=== Data section ===

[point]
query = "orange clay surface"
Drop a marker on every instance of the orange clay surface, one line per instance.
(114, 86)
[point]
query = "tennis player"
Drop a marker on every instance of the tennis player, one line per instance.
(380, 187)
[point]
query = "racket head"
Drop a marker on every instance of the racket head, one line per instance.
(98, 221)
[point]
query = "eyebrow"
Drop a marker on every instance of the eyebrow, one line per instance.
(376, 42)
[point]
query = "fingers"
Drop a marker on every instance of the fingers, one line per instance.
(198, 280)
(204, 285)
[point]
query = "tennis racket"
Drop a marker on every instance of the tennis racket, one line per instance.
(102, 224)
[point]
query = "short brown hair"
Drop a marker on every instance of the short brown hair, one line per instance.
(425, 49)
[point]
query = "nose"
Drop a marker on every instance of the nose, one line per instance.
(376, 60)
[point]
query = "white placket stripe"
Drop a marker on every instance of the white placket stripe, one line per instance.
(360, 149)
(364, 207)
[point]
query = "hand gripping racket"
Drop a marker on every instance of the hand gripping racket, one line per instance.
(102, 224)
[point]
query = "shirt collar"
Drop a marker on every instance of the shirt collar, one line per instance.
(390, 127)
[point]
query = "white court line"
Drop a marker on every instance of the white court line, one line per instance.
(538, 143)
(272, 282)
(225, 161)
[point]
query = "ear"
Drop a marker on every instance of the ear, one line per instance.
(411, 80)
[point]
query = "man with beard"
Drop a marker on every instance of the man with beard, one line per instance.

===
=== Data section ===

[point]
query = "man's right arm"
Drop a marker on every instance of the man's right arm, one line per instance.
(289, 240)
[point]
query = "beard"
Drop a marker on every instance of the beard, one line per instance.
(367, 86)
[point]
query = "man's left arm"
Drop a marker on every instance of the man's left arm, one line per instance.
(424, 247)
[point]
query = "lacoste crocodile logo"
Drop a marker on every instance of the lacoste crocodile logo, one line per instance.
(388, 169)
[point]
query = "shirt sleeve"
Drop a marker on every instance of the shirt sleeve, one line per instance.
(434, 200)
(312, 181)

===

Instructions to follow
Search the records above for the word "with" and give the number of lines where it occurs, nothing else.

Response to the task
2